SET EXERCISE A
Translate this sentence from the passage on Oakes and Blanche Ames into Spanish: "What makes the Ames’s case particularly interesting to me is that the herbarium is at the center of the ruckus."

SUPPLIED PASSAGE
Not surprisingly Blanche, an ardent suffragette and what her husband called a “new woman,” responded in kind:  “You did not take the trouble to put down your herbarium sheet and your glass, but with one eye screwed up and other on a dried flower, you answered me in scarcely more than monosyllables. . . . A few moments in the herbarium showed me that I could expect no aid.”  Unfortunately, my husband Bob and I were rarely apart, so our exchanges of like kind are not preserved for posterity, but most married couples can come up with similar examples of infuriation.  What makes the Ames’s case particularly interesting to me is that the herbarium is at the center of the ruckus.  In the last post, I quoted Oakes’s enthusiasm at seeing type specimens in Paris, another passionate but very different herbarium encounter.  Herbaria are usually seen as important resources for scientific research, but I think it’s important to point out that they are nothing without the humans who work with them and cannot check their personal lives and feelings at the door, even if they wanted to.  There is a human element to herbaria and that’s one of their big attractions for me.

After this fiery encounter of 1904, it may come as a surprise to learn that Blanche and Oakes remained married for 50 years, until Oakes’s death in 1950.  They had two more children, and after living at his mother’s home for six years, they moved six miles away at Blanche’s instigation.  His mother showed her displeasure by having her servants prevent Oakes from taking his live orchid collection from the greenhouses; this particularly galled him because he had bought them himself.  She also told him that she no longer wanted to receive milk from his cows.  Eventually she relented, and mother and son reconciled.  Oakes and Blanche designed a castle-like home on their 1200-acre estate called Borderland.  The house was constructed of cement and covered in granite:  it had to be fireproof to protect not just Oakes’s family, but his herbarium.  It also housed his two-story library (Plimpton, 1979).

SET EXERCISE B
Turn the rows below into a JSON list of strings, one string per line with blank lines dropped, covering everything from the line containing "the black cap, listing" down to the end of the rows. Leave the pictures out.

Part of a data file

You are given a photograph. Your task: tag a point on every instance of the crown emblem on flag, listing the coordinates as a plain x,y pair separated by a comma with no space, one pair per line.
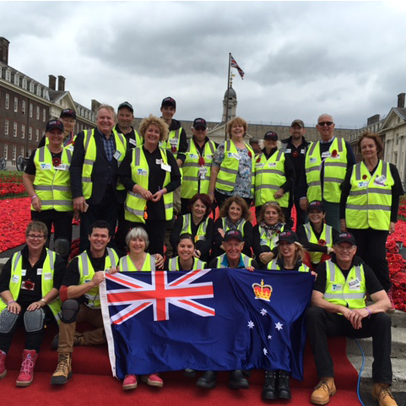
261,291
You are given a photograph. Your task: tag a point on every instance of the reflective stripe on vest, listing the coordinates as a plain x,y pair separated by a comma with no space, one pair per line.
47,280
350,292
326,235
127,265
52,185
228,172
87,272
269,177
135,204
196,178
335,168
89,146
370,200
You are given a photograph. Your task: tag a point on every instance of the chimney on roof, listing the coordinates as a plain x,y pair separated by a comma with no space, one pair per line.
4,43
401,100
52,82
61,83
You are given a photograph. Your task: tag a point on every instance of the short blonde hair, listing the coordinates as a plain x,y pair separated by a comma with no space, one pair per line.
152,120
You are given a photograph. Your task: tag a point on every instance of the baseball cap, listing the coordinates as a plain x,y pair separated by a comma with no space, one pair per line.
288,236
316,205
271,136
127,106
55,123
199,122
345,237
298,122
68,113
233,234
168,101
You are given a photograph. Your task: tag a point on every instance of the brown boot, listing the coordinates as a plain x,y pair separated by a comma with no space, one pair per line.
381,392
322,392
63,370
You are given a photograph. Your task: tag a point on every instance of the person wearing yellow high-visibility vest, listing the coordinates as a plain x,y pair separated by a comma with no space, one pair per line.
339,308
197,165
369,205
233,166
326,165
198,224
150,175
316,236
96,158
80,298
29,286
274,177
125,118
47,181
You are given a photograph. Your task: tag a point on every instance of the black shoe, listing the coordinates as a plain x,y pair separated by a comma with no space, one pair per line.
269,389
237,380
283,388
207,380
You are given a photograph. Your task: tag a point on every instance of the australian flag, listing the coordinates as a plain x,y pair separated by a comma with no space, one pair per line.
210,319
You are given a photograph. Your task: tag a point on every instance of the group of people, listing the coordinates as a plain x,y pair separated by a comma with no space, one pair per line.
139,192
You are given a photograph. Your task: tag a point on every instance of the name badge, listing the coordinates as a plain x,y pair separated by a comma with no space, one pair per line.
117,155
166,167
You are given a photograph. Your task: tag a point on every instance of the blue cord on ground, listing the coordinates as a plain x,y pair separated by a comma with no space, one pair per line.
360,372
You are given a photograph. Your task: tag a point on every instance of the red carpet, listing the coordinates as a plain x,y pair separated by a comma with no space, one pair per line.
92,383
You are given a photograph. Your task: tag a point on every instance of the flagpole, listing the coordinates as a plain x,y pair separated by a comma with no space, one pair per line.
228,92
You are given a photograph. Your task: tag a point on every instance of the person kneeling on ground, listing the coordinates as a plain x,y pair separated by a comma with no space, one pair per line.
339,309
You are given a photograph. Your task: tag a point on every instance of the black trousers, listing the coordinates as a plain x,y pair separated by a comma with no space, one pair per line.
371,247
322,324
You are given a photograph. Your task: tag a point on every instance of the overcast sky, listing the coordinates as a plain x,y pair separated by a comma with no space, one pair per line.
300,59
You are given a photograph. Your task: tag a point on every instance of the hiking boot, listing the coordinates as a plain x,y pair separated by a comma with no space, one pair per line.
63,370
3,370
382,393
322,392
269,389
153,380
282,387
77,341
130,382
26,374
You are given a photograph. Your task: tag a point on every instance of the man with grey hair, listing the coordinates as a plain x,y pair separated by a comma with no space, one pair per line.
326,164
97,155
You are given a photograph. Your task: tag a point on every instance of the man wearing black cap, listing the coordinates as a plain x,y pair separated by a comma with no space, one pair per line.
197,165
274,176
295,149
339,309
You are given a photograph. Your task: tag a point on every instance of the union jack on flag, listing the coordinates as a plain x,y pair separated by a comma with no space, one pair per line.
234,64
137,295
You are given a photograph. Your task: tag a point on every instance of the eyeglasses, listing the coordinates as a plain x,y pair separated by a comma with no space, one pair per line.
35,237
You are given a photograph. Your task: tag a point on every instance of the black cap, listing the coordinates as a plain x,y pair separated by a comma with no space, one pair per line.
233,234
68,113
127,106
51,124
288,236
345,237
316,205
199,122
168,101
271,136
298,122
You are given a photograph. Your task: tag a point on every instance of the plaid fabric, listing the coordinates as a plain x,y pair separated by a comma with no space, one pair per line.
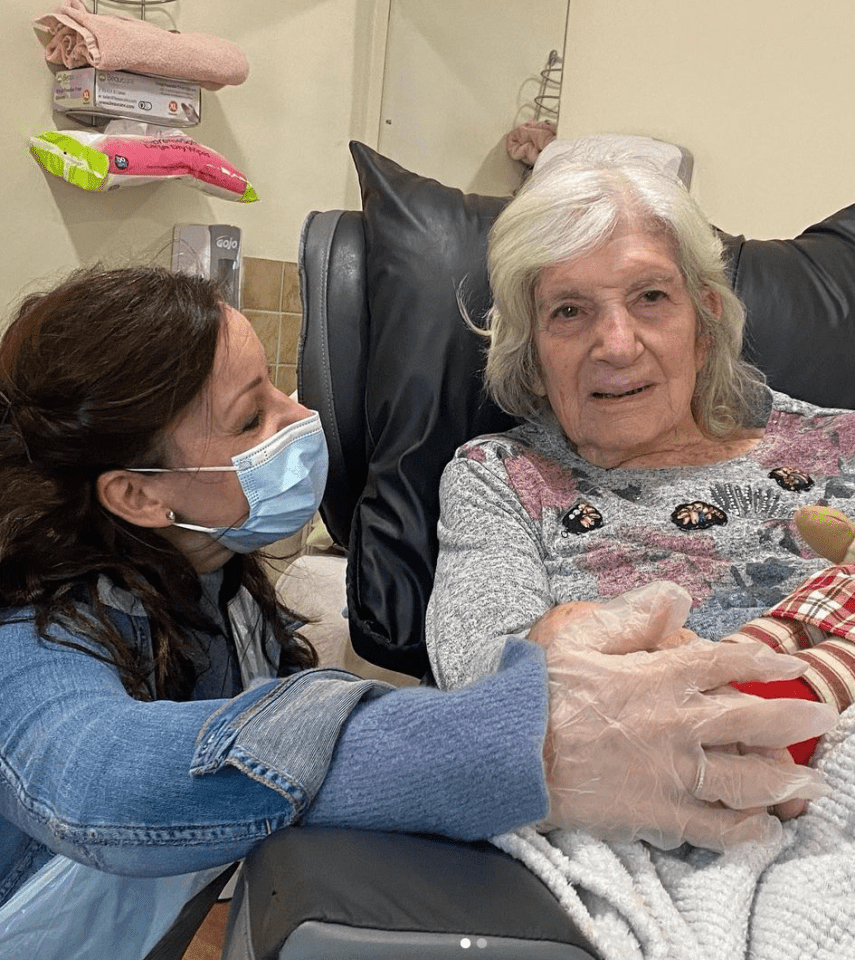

FINAL RESULT A
Lo que hace que el caso de los Ames me resulte especialmente interesante es que el herbario está en el centro del alboroto.

FINAL RESULT B
[
  "You are given a photograph. Your task: tag a point on every instance of the black cap, listing the coordinates as a plain x,y pair separated by a comma with no space, one pair per line.",
  "233,234",
  "68,113",
  "127,106",
  "51,124",
  "288,236",
  "345,237",
  "316,205",
  "199,122",
  "168,101",
  "271,136",
  "298,122",
  "You are given a photograph. Your task: tag a point on every instance of the plaid fabric, listing the coordinates as a plain x,y pair separated by a comma with no space, one pair per line."
]